Material provided
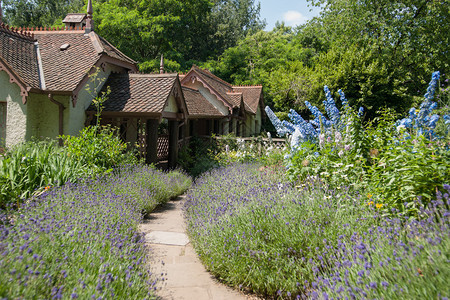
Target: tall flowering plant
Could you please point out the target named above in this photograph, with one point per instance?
(395, 166)
(421, 120)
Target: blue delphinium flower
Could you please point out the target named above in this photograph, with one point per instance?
(306, 128)
(330, 107)
(281, 130)
(422, 121)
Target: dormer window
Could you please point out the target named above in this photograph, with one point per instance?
(64, 47)
(75, 21)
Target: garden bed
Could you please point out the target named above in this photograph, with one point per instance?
(255, 232)
(82, 240)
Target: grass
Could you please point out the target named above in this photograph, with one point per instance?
(82, 240)
(255, 232)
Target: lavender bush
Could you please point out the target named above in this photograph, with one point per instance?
(255, 232)
(81, 240)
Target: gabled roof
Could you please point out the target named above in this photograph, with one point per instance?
(43, 63)
(138, 93)
(74, 18)
(65, 69)
(197, 105)
(217, 86)
(252, 96)
(236, 99)
(17, 50)
(231, 95)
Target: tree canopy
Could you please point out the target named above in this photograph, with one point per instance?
(380, 53)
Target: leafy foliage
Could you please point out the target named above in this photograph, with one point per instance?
(260, 234)
(38, 165)
(395, 161)
(33, 165)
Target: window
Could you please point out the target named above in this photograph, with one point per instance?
(2, 123)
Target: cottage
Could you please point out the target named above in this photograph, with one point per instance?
(47, 88)
(216, 106)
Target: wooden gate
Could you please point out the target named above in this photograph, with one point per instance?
(163, 147)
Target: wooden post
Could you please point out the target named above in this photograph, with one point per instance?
(151, 141)
(173, 143)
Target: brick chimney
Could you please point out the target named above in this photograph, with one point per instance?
(89, 21)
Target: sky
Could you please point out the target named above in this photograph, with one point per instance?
(292, 12)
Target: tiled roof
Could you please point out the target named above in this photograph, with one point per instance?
(74, 18)
(19, 52)
(138, 93)
(64, 69)
(197, 105)
(251, 94)
(113, 51)
(235, 99)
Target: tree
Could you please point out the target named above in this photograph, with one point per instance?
(408, 37)
(233, 20)
(28, 13)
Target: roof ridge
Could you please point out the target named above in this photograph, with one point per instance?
(151, 75)
(246, 86)
(120, 53)
(211, 75)
(18, 32)
(54, 28)
(189, 88)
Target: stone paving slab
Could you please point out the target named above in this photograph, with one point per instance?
(167, 238)
(173, 258)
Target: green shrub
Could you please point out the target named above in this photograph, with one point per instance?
(33, 165)
(98, 147)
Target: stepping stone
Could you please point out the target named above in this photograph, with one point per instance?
(167, 238)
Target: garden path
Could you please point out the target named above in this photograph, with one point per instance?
(173, 256)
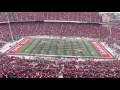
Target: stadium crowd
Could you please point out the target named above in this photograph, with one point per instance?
(14, 67)
(41, 16)
(54, 29)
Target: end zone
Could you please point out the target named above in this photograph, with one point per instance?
(18, 46)
(100, 49)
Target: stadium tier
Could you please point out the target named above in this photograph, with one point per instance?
(40, 16)
(55, 29)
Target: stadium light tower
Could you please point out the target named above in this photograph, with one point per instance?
(9, 26)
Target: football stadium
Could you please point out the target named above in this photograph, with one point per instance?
(59, 45)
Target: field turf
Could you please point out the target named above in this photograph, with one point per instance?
(58, 47)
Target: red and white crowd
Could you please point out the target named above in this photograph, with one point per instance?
(41, 16)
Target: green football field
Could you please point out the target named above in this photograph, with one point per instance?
(58, 47)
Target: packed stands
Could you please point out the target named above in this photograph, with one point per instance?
(54, 29)
(41, 16)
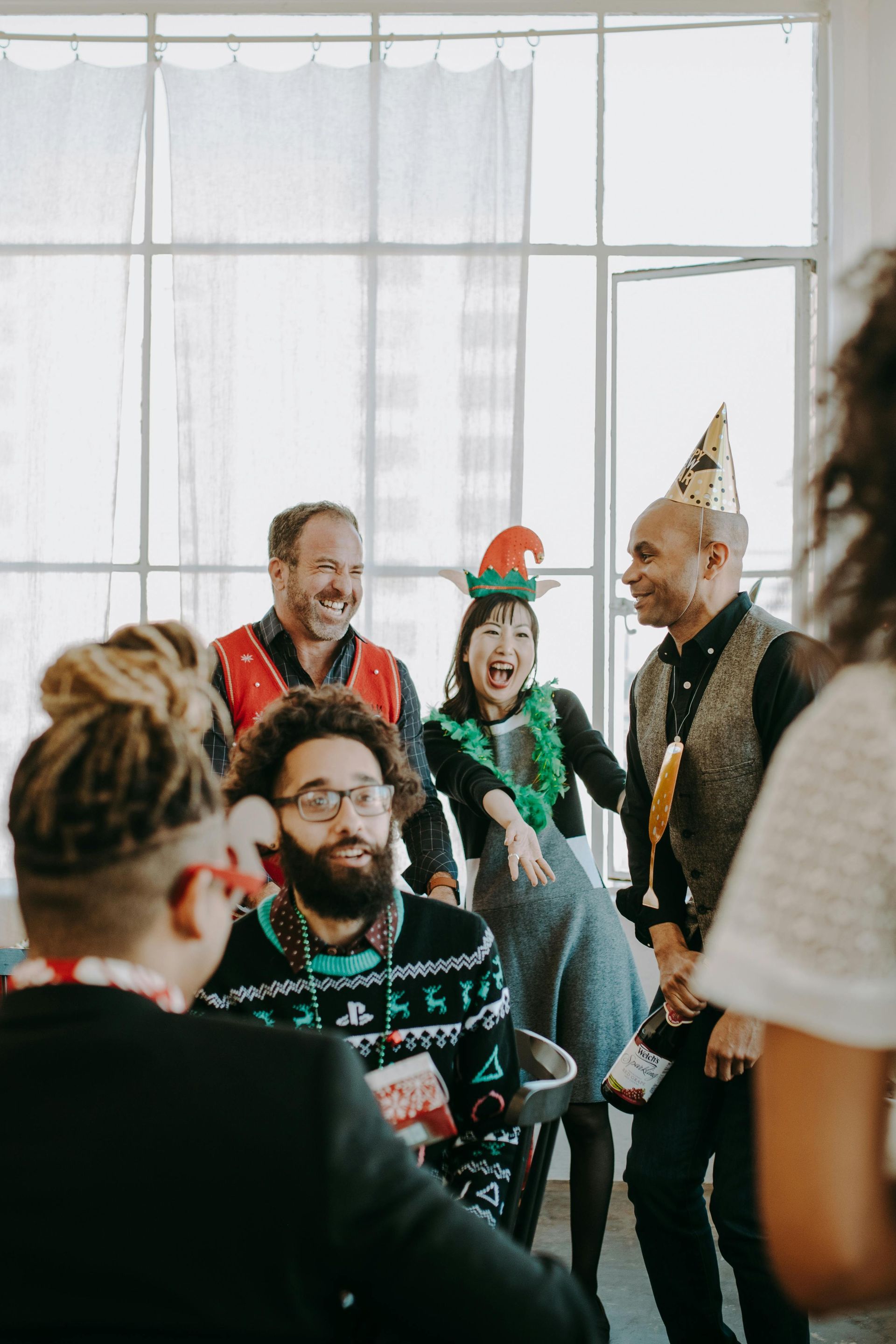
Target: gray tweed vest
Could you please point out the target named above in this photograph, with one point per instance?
(722, 767)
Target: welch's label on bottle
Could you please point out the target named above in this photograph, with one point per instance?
(637, 1073)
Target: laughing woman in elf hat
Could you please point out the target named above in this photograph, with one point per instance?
(507, 750)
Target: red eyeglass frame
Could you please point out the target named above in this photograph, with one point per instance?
(231, 878)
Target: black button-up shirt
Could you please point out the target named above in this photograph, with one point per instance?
(426, 834)
(793, 671)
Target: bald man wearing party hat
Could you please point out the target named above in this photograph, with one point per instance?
(707, 710)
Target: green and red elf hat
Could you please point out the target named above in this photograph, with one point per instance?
(503, 569)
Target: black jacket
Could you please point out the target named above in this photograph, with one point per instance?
(195, 1176)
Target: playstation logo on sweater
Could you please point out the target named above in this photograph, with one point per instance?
(357, 1016)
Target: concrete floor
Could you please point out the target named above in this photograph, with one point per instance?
(625, 1289)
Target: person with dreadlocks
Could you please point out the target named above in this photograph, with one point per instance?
(123, 1113)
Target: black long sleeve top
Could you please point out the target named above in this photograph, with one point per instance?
(467, 783)
(793, 671)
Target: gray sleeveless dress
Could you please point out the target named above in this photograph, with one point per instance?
(566, 959)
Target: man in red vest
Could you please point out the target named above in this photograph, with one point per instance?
(307, 639)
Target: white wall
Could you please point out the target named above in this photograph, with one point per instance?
(863, 146)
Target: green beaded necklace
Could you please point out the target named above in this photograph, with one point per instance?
(312, 984)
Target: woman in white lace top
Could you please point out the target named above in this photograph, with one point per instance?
(805, 938)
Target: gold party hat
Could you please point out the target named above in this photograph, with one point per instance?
(708, 476)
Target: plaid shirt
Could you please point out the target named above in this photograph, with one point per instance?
(426, 833)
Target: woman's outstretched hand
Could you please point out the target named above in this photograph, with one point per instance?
(525, 848)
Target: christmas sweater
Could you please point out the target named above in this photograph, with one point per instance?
(448, 998)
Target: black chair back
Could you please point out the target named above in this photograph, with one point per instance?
(540, 1101)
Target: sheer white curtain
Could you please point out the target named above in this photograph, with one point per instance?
(69, 147)
(370, 367)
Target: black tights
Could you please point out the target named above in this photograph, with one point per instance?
(588, 1127)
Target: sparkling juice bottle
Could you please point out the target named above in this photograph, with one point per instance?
(645, 1061)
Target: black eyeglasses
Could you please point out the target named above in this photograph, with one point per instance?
(369, 800)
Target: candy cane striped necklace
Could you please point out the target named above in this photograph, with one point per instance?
(312, 984)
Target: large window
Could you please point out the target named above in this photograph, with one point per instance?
(668, 260)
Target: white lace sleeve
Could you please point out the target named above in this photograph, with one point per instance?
(806, 928)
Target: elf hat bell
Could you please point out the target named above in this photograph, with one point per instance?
(707, 479)
(503, 569)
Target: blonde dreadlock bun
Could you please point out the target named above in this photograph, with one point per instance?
(123, 757)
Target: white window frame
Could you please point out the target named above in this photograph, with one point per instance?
(814, 257)
(798, 572)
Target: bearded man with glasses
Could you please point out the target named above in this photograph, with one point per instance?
(339, 948)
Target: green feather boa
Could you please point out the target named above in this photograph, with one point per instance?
(535, 801)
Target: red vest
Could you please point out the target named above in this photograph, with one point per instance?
(253, 680)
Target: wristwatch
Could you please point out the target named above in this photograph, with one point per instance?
(442, 879)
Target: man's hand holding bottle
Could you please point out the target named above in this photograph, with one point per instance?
(676, 966)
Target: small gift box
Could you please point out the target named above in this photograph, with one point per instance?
(414, 1100)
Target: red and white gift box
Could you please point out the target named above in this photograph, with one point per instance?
(414, 1100)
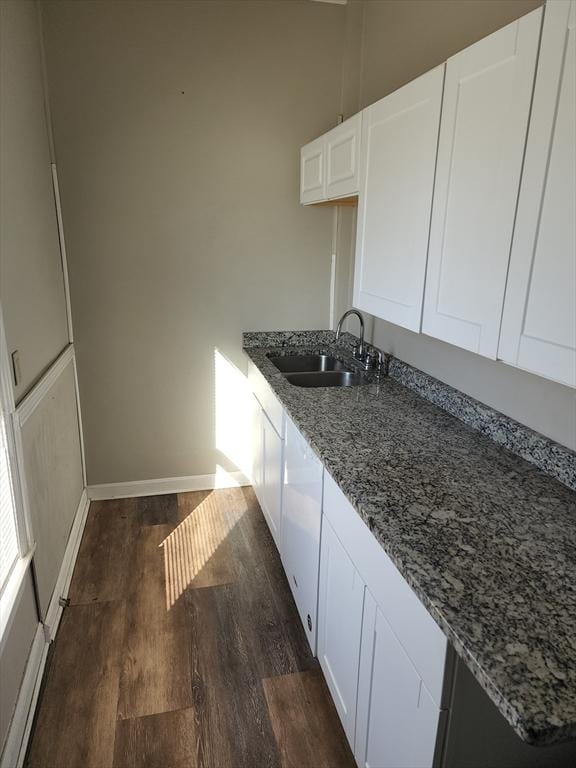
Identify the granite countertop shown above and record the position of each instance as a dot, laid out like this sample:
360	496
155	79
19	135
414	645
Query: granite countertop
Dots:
485	538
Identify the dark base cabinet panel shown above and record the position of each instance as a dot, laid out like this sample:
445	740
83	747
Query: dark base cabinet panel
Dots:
479	737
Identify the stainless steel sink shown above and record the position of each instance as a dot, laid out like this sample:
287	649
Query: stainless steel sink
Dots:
308	364
324	379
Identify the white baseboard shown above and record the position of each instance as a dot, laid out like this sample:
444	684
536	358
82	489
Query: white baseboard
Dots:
64	577
167	485
21	725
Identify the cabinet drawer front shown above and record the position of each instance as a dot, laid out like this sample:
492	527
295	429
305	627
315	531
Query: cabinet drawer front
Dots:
301	523
342	155
312	171
398	158
485	114
267	399
420	636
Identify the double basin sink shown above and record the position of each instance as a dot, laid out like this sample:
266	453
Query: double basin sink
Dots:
316	371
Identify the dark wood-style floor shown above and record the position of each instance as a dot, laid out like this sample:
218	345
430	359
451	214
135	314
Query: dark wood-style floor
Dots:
182	647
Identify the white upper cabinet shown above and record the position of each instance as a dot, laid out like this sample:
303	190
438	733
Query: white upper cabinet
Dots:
329	165
399	141
341	597
485	112
312	171
342	158
539	321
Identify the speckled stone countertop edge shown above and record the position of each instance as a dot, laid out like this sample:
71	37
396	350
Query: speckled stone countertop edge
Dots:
551	457
460	406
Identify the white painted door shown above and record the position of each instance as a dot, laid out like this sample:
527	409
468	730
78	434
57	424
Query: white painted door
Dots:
397	720
539	320
399	141
485	112
342	158
341	595
271	492
301	523
312	171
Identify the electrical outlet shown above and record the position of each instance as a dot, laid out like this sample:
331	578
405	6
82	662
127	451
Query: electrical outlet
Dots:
16	375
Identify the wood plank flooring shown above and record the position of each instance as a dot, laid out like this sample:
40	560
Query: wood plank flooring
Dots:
182	646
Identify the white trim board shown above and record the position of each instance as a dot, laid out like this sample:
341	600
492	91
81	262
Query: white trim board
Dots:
167	485
21	724
62	585
33	399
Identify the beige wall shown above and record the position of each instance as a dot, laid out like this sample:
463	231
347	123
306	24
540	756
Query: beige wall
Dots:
177	128
31	280
405	38
399	40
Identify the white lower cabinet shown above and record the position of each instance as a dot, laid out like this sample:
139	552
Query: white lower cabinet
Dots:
397	719
301	523
383	656
341	595
267	471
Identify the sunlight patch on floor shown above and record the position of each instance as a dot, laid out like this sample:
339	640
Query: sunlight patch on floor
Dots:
188	549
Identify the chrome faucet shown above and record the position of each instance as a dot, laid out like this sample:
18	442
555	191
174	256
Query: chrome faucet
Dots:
360	353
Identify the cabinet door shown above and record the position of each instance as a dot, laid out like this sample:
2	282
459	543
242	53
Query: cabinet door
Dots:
301	522
257	449
341	595
485	112
271	494
539	320
399	141
312	172
397	720
342	156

What this task involves
Go through the records above and, whenever a line includes the word "necklace", copy it.

Completed task
Target: green beaded necklace
Target: candy cane striped necklace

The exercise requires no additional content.